## Problem to solve
Reproduce word for word the lines from the one containing "Might I trouble you for the coordinates of the windshield in" through the final line, omitting the pictures.

-- start of Input data --

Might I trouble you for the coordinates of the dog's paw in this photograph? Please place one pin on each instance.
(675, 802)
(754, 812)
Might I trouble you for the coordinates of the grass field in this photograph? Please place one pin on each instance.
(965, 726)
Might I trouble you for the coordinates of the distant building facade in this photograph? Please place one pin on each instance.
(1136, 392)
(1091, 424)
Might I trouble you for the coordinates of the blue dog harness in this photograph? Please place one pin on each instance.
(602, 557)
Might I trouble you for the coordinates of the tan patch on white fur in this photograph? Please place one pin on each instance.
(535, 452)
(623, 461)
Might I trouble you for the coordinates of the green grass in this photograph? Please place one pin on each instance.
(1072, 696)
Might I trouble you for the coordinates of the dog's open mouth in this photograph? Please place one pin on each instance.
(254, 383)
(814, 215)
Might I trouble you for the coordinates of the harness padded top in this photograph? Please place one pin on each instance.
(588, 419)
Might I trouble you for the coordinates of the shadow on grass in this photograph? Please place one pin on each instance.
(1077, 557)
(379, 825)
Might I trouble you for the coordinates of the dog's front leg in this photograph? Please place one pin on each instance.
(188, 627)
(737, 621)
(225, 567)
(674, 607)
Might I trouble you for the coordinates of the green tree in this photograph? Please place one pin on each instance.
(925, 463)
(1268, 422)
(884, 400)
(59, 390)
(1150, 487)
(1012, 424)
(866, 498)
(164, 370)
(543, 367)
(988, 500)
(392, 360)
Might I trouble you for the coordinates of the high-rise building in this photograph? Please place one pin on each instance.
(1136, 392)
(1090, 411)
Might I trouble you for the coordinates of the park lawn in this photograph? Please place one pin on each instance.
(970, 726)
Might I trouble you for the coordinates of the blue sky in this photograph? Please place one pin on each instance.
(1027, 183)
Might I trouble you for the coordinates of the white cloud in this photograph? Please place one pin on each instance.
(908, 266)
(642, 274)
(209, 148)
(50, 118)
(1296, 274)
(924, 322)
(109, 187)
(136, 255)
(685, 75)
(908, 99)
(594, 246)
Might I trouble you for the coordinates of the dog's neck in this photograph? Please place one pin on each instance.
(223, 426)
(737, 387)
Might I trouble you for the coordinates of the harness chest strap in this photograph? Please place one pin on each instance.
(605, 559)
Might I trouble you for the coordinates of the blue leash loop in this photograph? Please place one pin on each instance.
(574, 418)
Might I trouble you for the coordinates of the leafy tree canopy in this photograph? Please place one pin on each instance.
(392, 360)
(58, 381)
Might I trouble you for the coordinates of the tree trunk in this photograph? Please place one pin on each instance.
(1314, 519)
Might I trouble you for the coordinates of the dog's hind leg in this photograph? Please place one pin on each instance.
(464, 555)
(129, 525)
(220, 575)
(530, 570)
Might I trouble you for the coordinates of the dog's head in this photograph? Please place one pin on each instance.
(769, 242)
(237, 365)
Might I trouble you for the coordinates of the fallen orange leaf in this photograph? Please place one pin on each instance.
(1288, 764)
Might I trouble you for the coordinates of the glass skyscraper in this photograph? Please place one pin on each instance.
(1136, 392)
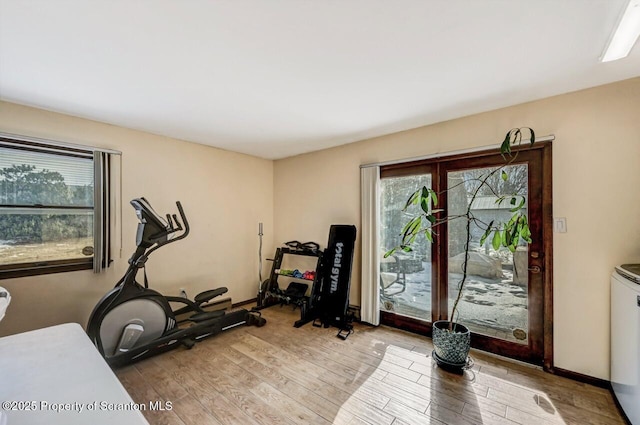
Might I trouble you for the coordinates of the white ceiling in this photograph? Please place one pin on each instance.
(282, 77)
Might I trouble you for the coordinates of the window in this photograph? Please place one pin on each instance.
(53, 208)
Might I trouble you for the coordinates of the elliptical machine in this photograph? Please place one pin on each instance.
(132, 322)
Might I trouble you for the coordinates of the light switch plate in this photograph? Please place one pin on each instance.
(560, 225)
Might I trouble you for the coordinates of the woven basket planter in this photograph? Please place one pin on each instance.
(451, 347)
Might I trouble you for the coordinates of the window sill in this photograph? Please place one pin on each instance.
(36, 269)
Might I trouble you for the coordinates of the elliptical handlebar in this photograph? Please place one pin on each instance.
(178, 225)
(154, 231)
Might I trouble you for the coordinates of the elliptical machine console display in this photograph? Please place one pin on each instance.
(132, 322)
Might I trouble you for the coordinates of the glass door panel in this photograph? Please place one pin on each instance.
(405, 277)
(495, 298)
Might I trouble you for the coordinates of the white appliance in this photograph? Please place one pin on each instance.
(625, 339)
(5, 299)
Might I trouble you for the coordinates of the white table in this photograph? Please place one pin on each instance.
(56, 376)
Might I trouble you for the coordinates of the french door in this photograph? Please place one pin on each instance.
(507, 298)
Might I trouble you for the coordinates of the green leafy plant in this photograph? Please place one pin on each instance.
(508, 234)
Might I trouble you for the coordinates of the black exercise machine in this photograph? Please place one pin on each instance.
(328, 303)
(132, 322)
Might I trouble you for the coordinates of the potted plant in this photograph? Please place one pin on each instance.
(452, 340)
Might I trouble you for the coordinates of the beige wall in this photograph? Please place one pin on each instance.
(224, 195)
(595, 186)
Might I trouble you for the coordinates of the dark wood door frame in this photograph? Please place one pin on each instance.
(544, 246)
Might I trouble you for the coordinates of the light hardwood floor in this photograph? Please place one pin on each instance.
(278, 374)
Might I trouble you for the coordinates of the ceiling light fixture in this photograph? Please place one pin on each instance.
(625, 35)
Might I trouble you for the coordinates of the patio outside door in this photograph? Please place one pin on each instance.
(504, 299)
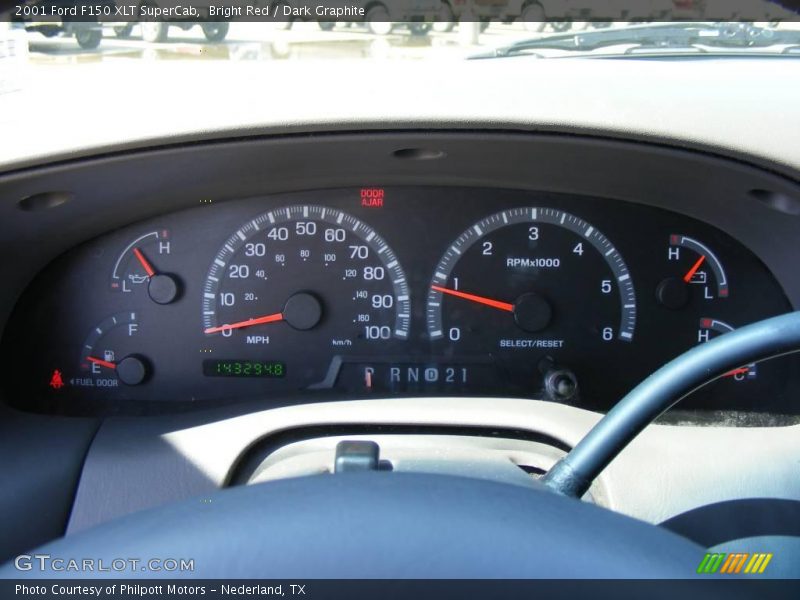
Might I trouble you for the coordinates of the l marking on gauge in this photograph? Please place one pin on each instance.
(678, 241)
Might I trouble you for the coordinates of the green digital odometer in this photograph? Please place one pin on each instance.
(244, 368)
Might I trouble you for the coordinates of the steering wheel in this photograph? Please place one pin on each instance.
(407, 525)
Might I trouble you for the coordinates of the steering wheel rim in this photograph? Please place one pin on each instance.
(383, 525)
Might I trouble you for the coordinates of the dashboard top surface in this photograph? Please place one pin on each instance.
(659, 101)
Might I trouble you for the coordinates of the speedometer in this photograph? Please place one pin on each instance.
(531, 283)
(306, 275)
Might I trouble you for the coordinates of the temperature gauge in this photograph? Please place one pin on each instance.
(710, 328)
(698, 272)
(137, 265)
(107, 356)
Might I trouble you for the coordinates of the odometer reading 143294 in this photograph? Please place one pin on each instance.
(306, 277)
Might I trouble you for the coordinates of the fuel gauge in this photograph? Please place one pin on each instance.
(136, 268)
(697, 272)
(108, 355)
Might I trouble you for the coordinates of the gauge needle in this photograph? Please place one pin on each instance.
(688, 277)
(739, 371)
(102, 363)
(473, 298)
(148, 268)
(248, 323)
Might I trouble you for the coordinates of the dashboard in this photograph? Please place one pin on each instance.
(393, 291)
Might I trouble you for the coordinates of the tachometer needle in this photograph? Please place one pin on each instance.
(688, 277)
(473, 298)
(248, 323)
(102, 363)
(148, 268)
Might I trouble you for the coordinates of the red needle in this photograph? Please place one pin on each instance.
(738, 371)
(473, 298)
(248, 323)
(102, 363)
(688, 277)
(148, 268)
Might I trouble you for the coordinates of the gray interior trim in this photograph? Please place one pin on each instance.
(116, 190)
(43, 457)
(140, 463)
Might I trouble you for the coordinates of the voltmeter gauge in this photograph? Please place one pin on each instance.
(108, 356)
(138, 267)
(695, 272)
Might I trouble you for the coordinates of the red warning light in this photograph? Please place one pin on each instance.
(56, 382)
(372, 197)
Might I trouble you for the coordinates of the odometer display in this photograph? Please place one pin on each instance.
(244, 368)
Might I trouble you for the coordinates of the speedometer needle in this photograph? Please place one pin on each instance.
(249, 323)
(473, 298)
(102, 363)
(688, 277)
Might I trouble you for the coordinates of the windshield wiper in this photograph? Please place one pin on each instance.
(656, 36)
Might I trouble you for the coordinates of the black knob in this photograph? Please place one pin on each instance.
(673, 293)
(162, 289)
(302, 311)
(132, 370)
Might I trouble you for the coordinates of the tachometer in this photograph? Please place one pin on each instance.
(531, 278)
(306, 273)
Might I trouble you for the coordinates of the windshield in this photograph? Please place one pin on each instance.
(114, 60)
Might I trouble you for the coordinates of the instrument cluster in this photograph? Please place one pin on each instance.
(402, 291)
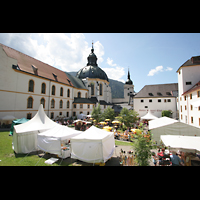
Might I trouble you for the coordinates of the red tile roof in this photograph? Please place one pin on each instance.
(192, 89)
(26, 62)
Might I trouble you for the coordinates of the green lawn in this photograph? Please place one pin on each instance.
(8, 157)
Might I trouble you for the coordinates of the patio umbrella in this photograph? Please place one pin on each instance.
(116, 122)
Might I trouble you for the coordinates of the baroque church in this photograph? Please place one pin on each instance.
(27, 82)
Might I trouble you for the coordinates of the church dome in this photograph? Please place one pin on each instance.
(92, 70)
(129, 81)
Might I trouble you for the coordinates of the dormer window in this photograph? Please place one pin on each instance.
(35, 69)
(55, 76)
(150, 94)
(168, 93)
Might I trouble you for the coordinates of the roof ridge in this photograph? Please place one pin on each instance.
(32, 59)
(161, 84)
(30, 56)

-- end of Input data --

## Finished answer
Might I trouble you for the coordinates of the windshield in this photograph? Please place one pin on each instance.
(114, 60)
Might I trouble you for the coordinates of the instrument cluster in this photograph? Please place one pin on each instance.
(402, 291)
Might I trouble you for the coordinates of the red tile roof in this photograph? Please place one pin on each instance.
(192, 89)
(26, 62)
Might I trouble you for the coordinates of the green lawn in this photograph? Please place one pin on each instance.
(8, 157)
Might I trouble you for the coordinates of the patio umbrella in this photograph? Please place one pin on each instance.
(116, 122)
Might I trouble you for the coordinates of the baroque church in this photograph? Please place one pin on each instance.
(27, 82)
Might I trouble you for the coordinates of the church dome in this photograph? Please place one pin on each instance.
(92, 70)
(129, 81)
Might I trouble you for the coordinates of the dormer window in this photograph? Please place one pin on each instance.
(35, 69)
(55, 76)
(150, 94)
(168, 93)
Might I trouble you for the coordinates of the roof ridge in this photograph? Please place one pin on each instance.
(32, 59)
(161, 84)
(30, 56)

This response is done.